Aim:
From the article on shaming politicians into action, extract the passage starting at "Politicians are skilled" and ending at "like it or not.", copied verbatim.

Excerpt provided:

========================================

Shame Politicians Into Action

The campaign that lands is the one they can't pretend they didn't see.
Shame Politicians Into Action

Politicians are skilled at not noticing things. What makes them sit up isn't louder noise. It's the kind of noise that makes ignoring look worse than acting. The best campaigns in this category don't beg. They create a situation in which inaction becomes the more embarrassing option.

Here are nine tactics from the Storytelling Engine that make politicians the story, whether they like it or not.


Tactics in this article:

  1. Expose the Perk
  2. The Preemptive Thank You
  3. Make Inaction Speak
  4. Give the Problem a Voice
  5. The Absurd Alternative
  6. The Loophole Stunt
  7. Children as Messengers
  8. International Witness
  9. Build the Solution They Won't

1. Expose the Perk

Name the privilege publicly — and make refusing to act an admission of guilt.

========================================

Material:
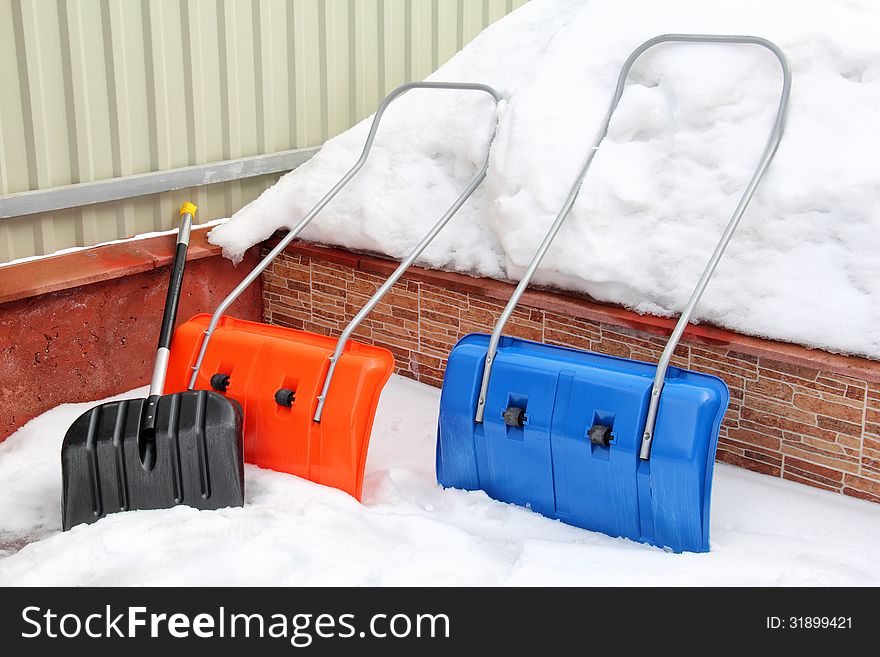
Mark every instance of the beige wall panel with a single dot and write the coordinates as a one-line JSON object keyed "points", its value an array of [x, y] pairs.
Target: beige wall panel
{"points": [[96, 89]]}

========================================

Exercise answer:
Politicians are skilled at not noticing things. What makes them sit up isn't louder noise. It's the kind of noise that makes ignoring look worse than acting. The best campaigns in this category don't beg. They create a situation in which inaction becomes the more embarrassing option.

Here are nine tactics from the Storytelling Engine that make politicians the story, whether they like it or not.